**** Records for the exercise ****
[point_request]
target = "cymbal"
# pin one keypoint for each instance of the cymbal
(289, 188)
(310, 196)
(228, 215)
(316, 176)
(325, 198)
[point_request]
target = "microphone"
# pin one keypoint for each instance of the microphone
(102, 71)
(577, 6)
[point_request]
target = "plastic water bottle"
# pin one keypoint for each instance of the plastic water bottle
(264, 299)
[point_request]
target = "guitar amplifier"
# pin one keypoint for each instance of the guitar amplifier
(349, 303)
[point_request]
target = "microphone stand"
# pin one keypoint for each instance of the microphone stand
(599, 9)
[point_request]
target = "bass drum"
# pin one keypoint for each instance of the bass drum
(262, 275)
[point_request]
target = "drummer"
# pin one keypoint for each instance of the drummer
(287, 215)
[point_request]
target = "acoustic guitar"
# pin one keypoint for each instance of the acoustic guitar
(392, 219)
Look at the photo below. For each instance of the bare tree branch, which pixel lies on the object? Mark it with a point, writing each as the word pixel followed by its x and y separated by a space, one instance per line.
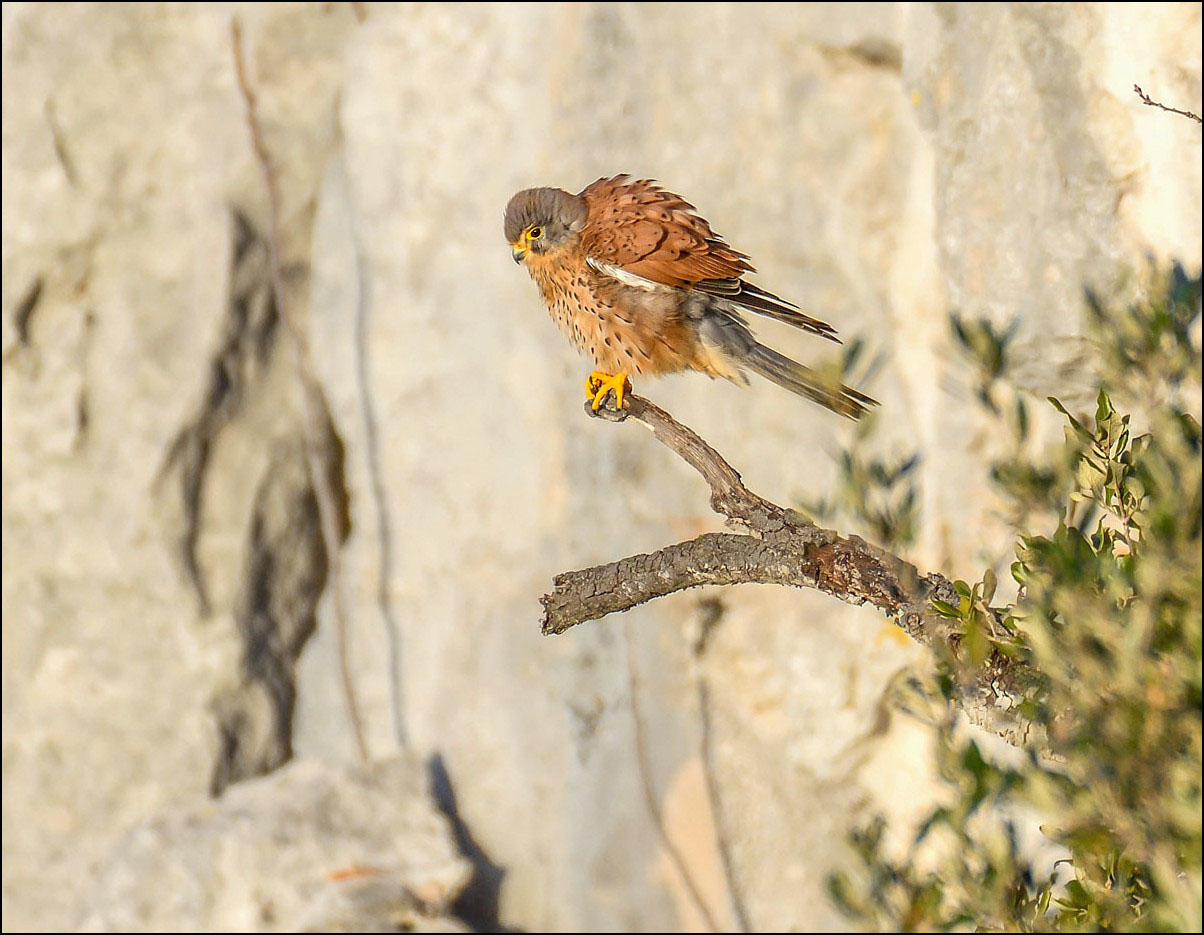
pixel 1145 99
pixel 784 548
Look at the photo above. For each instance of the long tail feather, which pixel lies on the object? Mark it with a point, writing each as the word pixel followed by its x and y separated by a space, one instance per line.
pixel 804 382
pixel 750 297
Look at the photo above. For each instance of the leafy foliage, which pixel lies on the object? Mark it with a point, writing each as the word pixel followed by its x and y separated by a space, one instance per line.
pixel 1108 617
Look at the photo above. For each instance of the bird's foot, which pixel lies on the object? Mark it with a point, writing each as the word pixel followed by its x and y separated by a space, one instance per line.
pixel 598 385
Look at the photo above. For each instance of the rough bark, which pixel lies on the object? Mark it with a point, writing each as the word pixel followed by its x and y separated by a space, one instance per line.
pixel 780 546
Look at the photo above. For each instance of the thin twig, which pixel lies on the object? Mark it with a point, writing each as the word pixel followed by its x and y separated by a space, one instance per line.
pixel 312 401
pixel 710 613
pixel 645 782
pixel 783 548
pixel 1145 99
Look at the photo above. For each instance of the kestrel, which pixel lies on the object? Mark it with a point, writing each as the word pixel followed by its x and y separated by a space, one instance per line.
pixel 637 279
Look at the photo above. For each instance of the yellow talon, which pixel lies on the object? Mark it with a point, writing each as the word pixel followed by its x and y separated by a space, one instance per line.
pixel 598 385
****
### What this task involves
In the records above, find each line with the word "target" and copy it.

### Written answer
target = "cymbal"
target = "microphone"
target = "plastic water bottle"
target = "guitar amplifier"
target = "microphone stand"
target = "bass drum"
target = "drummer"
target = "acoustic guitar"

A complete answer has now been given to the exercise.